## Exercise details
Without changing a character, return the entries, but not the images they hold.
— Start of Records to use —
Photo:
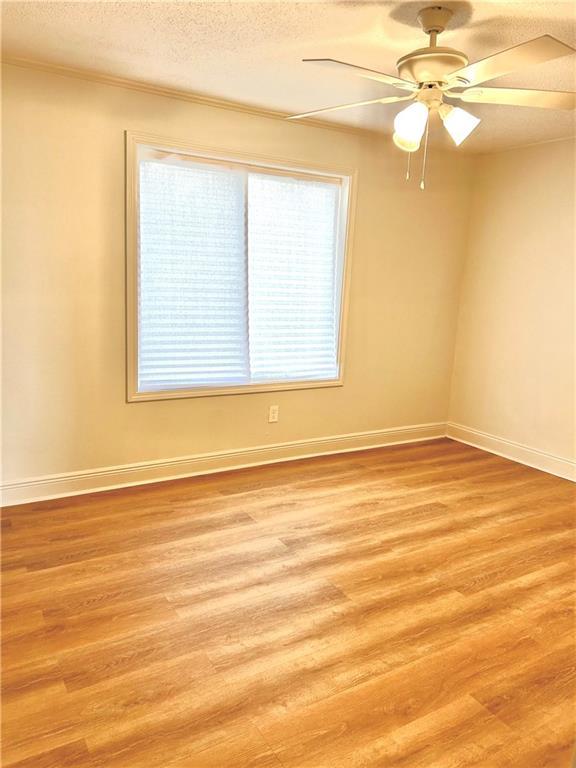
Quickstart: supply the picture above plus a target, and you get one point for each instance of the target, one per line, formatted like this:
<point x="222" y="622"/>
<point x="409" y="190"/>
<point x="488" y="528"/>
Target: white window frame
<point x="346" y="177"/>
— End of Records to use —
## Task response
Photo:
Quickstart: supply the picture above plus a target, and you get one point for each instance of the target, one per line, formatted like this:
<point x="222" y="622"/>
<point x="409" y="190"/>
<point x="488" y="528"/>
Target: white window frame
<point x="346" y="177"/>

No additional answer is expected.